EXERCISE DETAILS:
Rescale everything from the line containing "Expected: one point per instance of the distant" down to the end of the records. Keep the requests and their sample coordinates unchanged, multiply each answer coordinate by 0.45, and round to whole numbers with halves rounded up.

━━━━━ STORED RECORDS ━━━━━

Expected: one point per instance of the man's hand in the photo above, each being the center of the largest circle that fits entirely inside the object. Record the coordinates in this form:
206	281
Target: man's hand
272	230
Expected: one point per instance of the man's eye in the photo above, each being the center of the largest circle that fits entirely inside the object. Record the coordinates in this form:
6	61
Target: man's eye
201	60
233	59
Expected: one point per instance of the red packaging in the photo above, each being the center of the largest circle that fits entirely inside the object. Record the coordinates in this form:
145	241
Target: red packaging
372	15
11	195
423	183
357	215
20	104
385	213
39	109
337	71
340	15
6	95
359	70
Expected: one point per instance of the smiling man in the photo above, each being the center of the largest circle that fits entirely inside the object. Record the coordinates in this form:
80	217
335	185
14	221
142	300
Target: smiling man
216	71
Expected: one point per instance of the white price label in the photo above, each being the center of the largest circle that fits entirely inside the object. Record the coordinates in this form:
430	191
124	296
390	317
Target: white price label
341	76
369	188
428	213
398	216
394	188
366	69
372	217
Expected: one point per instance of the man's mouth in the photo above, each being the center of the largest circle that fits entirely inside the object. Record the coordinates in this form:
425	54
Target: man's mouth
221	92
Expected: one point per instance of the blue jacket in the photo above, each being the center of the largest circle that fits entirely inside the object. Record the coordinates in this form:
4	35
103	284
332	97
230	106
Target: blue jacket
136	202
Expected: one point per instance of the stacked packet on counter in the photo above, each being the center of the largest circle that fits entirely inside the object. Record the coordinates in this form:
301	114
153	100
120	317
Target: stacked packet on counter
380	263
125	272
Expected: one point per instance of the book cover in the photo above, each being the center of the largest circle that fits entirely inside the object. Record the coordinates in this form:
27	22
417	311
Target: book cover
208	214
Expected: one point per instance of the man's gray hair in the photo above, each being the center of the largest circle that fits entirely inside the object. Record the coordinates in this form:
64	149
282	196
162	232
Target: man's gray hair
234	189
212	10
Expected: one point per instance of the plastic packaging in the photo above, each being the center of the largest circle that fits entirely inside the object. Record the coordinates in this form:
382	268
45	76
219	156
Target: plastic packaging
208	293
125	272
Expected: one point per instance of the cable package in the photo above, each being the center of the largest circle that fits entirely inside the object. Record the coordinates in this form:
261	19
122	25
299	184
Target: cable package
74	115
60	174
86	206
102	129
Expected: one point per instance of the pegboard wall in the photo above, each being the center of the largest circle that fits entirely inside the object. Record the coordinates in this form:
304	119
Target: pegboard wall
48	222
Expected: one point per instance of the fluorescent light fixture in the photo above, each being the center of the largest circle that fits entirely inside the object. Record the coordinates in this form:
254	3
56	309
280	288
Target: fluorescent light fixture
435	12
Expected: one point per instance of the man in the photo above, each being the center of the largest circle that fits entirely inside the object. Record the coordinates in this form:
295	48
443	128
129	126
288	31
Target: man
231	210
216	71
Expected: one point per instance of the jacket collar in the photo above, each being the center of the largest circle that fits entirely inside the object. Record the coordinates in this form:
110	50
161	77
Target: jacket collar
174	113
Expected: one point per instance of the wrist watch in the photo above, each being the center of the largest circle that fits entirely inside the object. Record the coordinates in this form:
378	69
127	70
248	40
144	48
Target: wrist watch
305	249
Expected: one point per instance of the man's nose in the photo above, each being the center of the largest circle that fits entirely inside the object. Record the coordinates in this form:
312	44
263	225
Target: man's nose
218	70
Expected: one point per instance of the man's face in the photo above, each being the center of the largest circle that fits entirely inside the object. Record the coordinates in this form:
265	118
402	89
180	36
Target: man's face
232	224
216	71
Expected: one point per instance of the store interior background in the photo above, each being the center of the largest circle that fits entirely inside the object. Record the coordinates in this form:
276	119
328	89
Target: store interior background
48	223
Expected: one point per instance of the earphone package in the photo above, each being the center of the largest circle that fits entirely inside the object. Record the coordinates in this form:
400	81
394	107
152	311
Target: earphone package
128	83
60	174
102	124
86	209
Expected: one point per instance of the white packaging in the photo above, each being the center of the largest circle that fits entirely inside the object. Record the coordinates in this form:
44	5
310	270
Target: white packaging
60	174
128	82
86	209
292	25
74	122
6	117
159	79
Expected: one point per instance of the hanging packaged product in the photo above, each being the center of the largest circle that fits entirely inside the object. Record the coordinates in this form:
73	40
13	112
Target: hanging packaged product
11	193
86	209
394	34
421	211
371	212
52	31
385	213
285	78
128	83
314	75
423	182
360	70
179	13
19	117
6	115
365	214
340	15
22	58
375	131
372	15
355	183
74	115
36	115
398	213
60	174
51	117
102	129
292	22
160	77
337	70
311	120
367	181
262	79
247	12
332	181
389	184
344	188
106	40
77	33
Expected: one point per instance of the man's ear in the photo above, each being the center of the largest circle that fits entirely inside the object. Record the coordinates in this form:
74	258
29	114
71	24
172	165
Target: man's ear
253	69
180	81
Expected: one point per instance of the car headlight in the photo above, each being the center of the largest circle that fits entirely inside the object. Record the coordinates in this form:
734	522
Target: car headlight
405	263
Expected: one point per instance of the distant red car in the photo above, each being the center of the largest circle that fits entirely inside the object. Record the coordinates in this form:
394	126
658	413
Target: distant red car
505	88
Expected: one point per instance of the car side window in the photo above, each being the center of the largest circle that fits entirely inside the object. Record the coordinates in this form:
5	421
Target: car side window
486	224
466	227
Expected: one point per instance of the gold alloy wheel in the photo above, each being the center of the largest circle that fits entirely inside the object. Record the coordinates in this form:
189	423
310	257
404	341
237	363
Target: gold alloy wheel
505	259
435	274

━━━━━

REPLY TO THE TASK:
Expected: one point per instance of the distant red car in the photo above, each being the center of the largest circle that fits entirely inside the object. Record the coordinates in this form:
394	126
658	413
Target: distant red car
227	40
Expected: one point per instance of the car side window in the photo above, each being the center of the largest circle that fits entirely inside the object. Record the coordinates in this form:
5	421
Target: car side window
219	101
210	102
Expected: one point per instance of the gold alloy wheel in the photo above, each being the center of the largest circle that fits entirely inside the object. Record the coordinates in this form:
189	423
310	257
404	341
237	363
Target: gold alloy wheel
227	117
196	123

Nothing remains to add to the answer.